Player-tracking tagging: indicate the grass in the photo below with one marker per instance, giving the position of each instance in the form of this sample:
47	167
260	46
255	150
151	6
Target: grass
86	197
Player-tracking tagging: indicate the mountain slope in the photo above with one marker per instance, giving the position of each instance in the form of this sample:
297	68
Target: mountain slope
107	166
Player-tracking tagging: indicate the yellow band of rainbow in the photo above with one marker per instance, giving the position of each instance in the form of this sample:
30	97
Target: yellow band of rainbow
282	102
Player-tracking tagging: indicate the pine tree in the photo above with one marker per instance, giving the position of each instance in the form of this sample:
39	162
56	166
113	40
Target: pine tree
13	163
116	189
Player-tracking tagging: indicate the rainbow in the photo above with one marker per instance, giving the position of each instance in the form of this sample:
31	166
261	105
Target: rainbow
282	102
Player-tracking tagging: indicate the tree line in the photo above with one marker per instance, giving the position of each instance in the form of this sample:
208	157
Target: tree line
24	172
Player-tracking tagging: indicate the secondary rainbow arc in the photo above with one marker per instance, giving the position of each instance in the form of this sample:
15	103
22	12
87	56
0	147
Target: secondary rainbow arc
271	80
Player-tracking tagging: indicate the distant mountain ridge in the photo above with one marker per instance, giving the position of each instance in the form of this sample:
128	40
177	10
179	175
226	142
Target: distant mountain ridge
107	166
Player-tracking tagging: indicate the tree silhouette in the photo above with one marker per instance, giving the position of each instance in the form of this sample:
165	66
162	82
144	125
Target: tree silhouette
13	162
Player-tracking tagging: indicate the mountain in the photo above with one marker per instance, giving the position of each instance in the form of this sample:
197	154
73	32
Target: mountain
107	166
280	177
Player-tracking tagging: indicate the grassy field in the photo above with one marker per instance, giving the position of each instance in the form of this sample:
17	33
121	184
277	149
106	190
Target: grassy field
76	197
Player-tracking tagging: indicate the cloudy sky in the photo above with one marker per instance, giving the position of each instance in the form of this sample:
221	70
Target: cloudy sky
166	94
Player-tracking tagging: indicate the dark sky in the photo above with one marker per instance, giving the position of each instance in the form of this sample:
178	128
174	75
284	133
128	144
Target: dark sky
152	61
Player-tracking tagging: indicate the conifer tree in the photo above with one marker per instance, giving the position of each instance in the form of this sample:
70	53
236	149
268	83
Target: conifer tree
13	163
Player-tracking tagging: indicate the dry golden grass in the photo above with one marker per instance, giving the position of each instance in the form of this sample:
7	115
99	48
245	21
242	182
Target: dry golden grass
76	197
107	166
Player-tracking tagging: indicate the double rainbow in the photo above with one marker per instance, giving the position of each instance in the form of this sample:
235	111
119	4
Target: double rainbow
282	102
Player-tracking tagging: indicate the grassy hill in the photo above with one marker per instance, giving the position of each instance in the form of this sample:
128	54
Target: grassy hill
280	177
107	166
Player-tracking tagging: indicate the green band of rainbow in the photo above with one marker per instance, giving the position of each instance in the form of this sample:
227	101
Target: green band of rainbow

# # #

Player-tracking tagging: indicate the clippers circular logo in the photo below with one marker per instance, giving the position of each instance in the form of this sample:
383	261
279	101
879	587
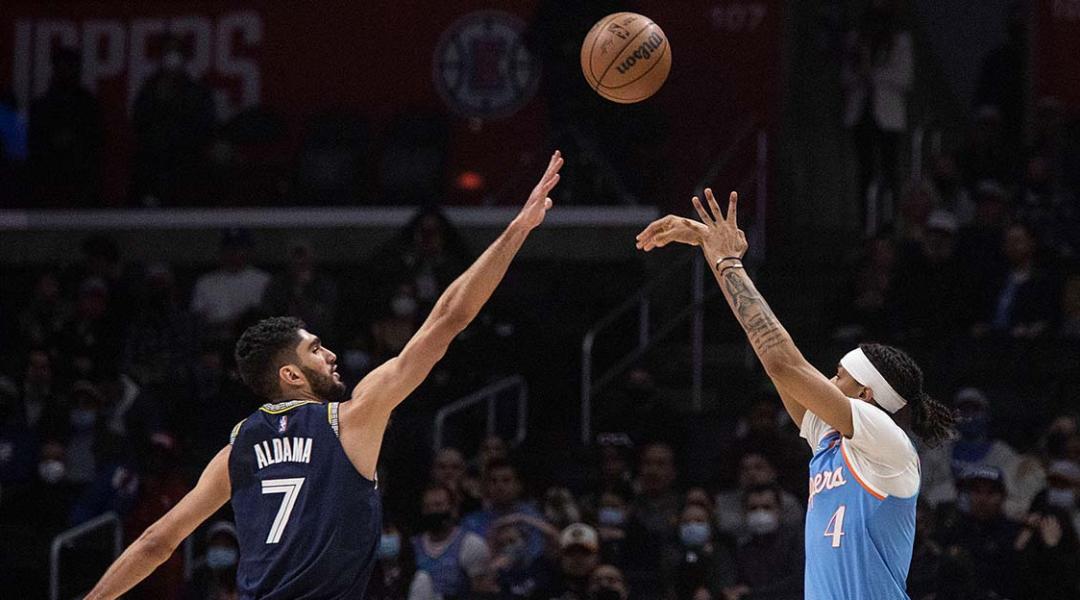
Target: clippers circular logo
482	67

# # #

**Task description:** Locate every line in the rows above that contains the word "dark", treating uppercase and lowercase as distinct, and copy each such line.

**Exercise output:**
Player-tracking tagging: indicate the dark sky in the photo above with one marker per instance, giving the position of each instance in the form of this sample:
Target: dark sky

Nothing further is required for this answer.